(Stored data entries)
◇ ◇ ◇
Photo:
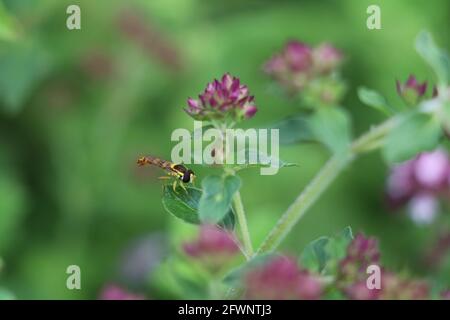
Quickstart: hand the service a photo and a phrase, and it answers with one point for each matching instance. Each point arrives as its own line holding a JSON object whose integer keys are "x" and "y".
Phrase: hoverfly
{"x": 181, "y": 173}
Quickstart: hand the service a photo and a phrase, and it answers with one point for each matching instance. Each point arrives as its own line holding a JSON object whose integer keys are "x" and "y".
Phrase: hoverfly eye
{"x": 186, "y": 177}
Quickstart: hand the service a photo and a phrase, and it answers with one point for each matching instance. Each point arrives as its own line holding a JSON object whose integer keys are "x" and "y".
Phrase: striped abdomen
{"x": 163, "y": 164}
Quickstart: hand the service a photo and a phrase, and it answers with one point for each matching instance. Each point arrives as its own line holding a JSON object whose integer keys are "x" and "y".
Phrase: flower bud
{"x": 411, "y": 91}
{"x": 222, "y": 99}
{"x": 281, "y": 279}
{"x": 326, "y": 58}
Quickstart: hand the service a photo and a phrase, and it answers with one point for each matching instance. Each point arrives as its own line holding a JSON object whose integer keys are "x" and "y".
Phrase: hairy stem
{"x": 370, "y": 141}
{"x": 242, "y": 220}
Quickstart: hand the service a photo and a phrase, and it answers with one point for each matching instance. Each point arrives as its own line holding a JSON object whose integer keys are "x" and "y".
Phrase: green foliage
{"x": 322, "y": 255}
{"x": 375, "y": 100}
{"x": 294, "y": 130}
{"x": 218, "y": 192}
{"x": 235, "y": 276}
{"x": 331, "y": 126}
{"x": 416, "y": 132}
◇ ◇ ◇
TASK TO CARRY OUT ▸ A verbatim copy of every record is to be produced, and pictures are to be excluded from it.

ANSWER AREA ▸
Photo:
Quickstart: hand the service a photo and a phrase, and it answers with one point for each matching instance. Each point arrives as its own line holding a JSON object whose integer keys are "x" and "y".
Phrase: hoverfly
{"x": 181, "y": 173}
Quickstart: hand the service a photo and a phrase, and it answers with one point for each matching instance. Each point arrives as its own line holding a JSON object whose integer keys are "x" and "y".
Phrase: hoverfly eye
{"x": 186, "y": 177}
Quickstart: hand the service a photo and a phrase, and it answers with one point for each matching instance. Each point arrives as its own line holding a JSON object whose integer keys are "x" and "y".
Phrase: striped abdomen
{"x": 163, "y": 164}
Quickstart: hand the service a photo and a phrase, and it answers with one point for each matching instance. Each point arrives as its own line holding a JSON object whose integer keys are "x" and "y".
Phrase: flower bud
{"x": 411, "y": 91}
{"x": 222, "y": 99}
{"x": 281, "y": 279}
{"x": 326, "y": 58}
Quickstart: hand the service a photo and a phrase, and it answers with one point for each matching instance. Each point arrives as its own line holding a JSON object whose integer keys are "x" and "y".
Phrase: hairy stem
{"x": 370, "y": 141}
{"x": 242, "y": 220}
Quickstart: hand the service a photo and a phrase, and it answers with one point for each matching instance. Each point arrives as its own line holding a JSON object whose integer keys are "x" and "y".
Phrase: green foliage
{"x": 322, "y": 255}
{"x": 375, "y": 100}
{"x": 294, "y": 130}
{"x": 218, "y": 192}
{"x": 235, "y": 276}
{"x": 331, "y": 126}
{"x": 416, "y": 132}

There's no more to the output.